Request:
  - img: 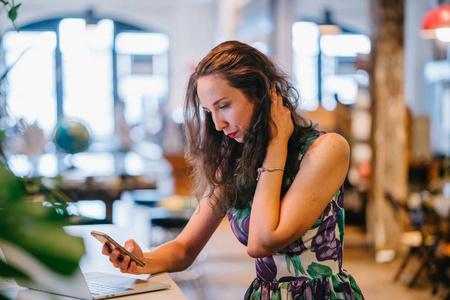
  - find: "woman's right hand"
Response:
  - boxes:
[270,86,294,144]
[102,240,145,274]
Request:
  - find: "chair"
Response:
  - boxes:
[385,191,441,287]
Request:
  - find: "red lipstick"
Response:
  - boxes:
[227,131,237,139]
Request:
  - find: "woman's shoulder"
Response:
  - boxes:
[310,132,350,160]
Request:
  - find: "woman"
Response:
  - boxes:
[103,41,363,299]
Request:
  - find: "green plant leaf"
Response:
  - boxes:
[0,260,29,279]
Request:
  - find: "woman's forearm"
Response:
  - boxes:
[247,141,288,256]
[144,240,195,274]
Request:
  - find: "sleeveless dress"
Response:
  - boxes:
[227,131,364,300]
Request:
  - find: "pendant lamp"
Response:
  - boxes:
[422,4,450,42]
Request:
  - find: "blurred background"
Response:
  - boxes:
[0,0,450,299]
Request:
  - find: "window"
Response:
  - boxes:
[292,22,371,111]
[2,18,169,150]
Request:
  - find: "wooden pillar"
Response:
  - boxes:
[367,0,408,253]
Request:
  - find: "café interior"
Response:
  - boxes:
[0,0,450,299]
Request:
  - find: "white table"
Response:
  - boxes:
[0,225,187,300]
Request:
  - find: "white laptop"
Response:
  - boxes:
[0,241,170,300]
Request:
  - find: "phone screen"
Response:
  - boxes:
[91,230,145,267]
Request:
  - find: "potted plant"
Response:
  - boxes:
[0,0,84,300]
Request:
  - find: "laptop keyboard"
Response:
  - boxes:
[86,280,131,295]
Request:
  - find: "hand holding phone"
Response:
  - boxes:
[91,230,145,267]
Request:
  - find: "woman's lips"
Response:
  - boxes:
[228,131,237,139]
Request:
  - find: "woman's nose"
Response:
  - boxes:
[213,116,226,131]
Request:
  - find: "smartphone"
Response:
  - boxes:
[91,230,145,267]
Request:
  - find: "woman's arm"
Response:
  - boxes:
[103,199,223,274]
[247,89,350,257]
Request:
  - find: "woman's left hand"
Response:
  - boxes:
[270,86,294,143]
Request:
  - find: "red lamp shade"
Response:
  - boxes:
[422,4,450,38]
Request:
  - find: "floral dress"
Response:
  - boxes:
[228,132,364,300]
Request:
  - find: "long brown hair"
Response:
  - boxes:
[184,41,312,213]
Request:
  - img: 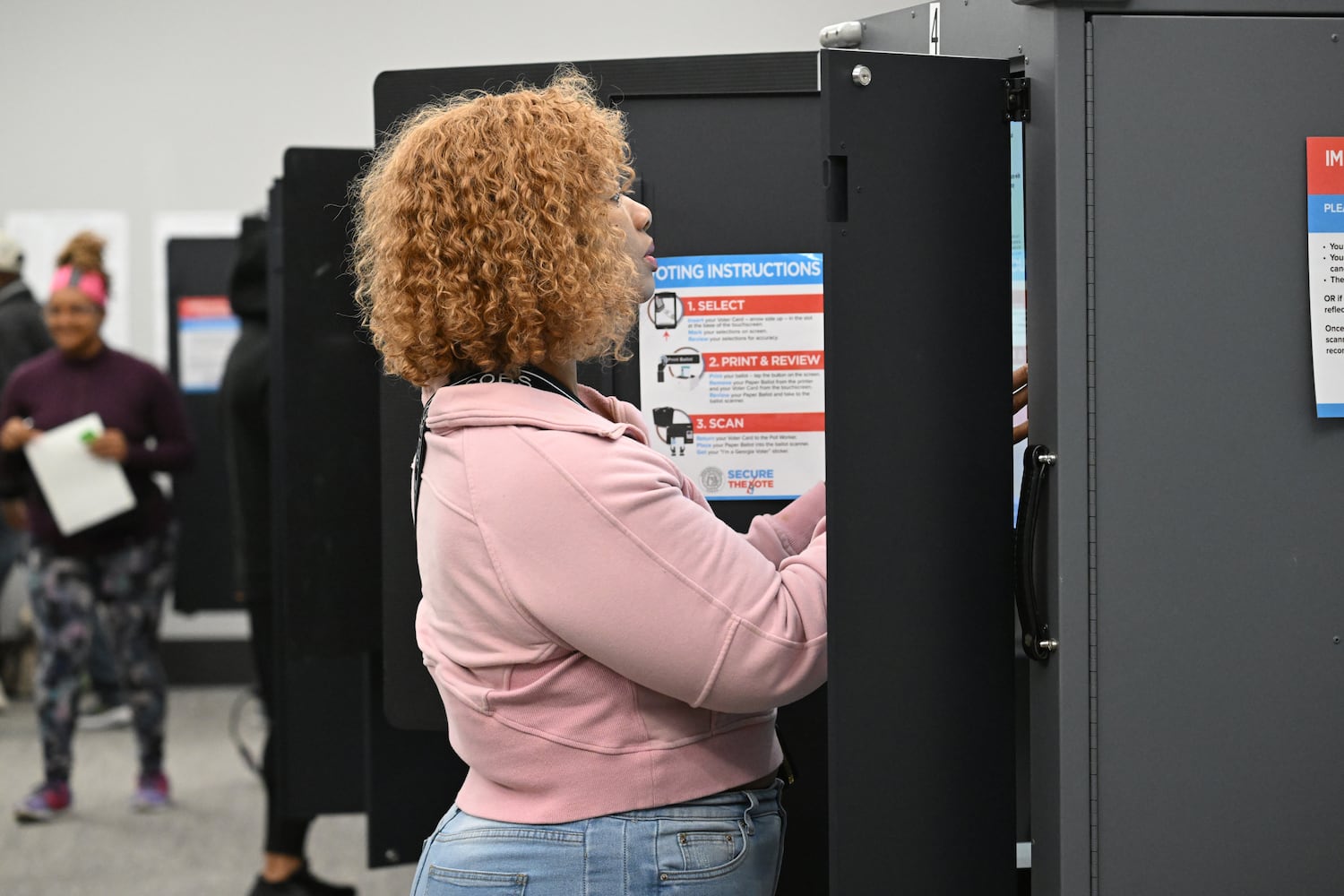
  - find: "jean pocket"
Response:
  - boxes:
[425,866,527,896]
[658,818,747,882]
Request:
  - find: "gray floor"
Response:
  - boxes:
[0,688,414,896]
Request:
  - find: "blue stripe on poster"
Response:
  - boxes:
[1306,196,1344,234]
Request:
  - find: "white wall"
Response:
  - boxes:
[0,0,876,361]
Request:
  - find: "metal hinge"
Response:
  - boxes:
[1004,75,1031,121]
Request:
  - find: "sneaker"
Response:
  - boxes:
[247,864,355,896]
[13,780,70,823]
[77,702,132,731]
[131,771,172,812]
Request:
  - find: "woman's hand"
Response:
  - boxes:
[89,430,126,463]
[1012,364,1027,444]
[0,417,42,452]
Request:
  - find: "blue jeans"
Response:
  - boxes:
[411,782,784,896]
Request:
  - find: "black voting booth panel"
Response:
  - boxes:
[371,52,827,896]
[269,149,379,814]
[168,237,238,613]
[822,51,1016,896]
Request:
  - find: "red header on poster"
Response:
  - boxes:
[691,414,827,434]
[702,352,827,374]
[177,296,234,320]
[1306,137,1344,196]
[682,293,822,317]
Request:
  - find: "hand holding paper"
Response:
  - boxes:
[23,414,136,535]
[0,417,42,452]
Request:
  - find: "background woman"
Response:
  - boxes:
[355,73,827,896]
[0,232,194,821]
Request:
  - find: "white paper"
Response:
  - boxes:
[23,414,136,535]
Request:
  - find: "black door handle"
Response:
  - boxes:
[1013,444,1059,662]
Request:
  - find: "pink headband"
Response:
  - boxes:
[51,264,108,307]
◇ ◇ ◇ ◇
EXERCISE BRIEF: Starting at the beginning of the data and stopping after the line that contains "[367,0,408,253]", write out every line again, requests included. Multiply each bounding box coordinate in the answers by 1.85, round to the nearest whole number with halves rounded up, and leave out the pictures.

EXPECTED OUTPUT:
Request:
  - img: 
  - find: "woman's right hand"
Response:
  - boxes:
[500,159,544,266]
[189,444,268,507]
Request:
  - find: "chair"
Response:
  - boxes:
[712,353,816,531]
Request:
  - find: "red lipstick"
Response:
  - boxes:
[420,242,438,257]
Request:
  - find: "woman's shoulder"
Response:
  - boxes:
[574,244,648,296]
Request:
  - find: "woman"
Response:
  - boxes:
[191,76,672,553]
Request:
  - find: "green plant leaf"
Response:
  - boxes:
[0,481,54,516]
Request:
  - find: "woman's forearm"
Response:
  - boxes:
[457,261,533,474]
[266,444,361,507]
Request:
  - find: "sleeveless dress"
Response:
  - boxes:
[420,242,673,555]
Request:
  - find: "pendant lamp"
Response:
  - boxes:
[781,7,833,78]
Request:
  - find: "blurred background"
Response:
  - boxes:
[0,0,833,553]
Request:
  - find: "window"
Response:
  - boxes:
[540,41,686,205]
[4,33,313,278]
Request:
  - find: "wooden pillar"
Response:
  - boxes:
[679,0,755,468]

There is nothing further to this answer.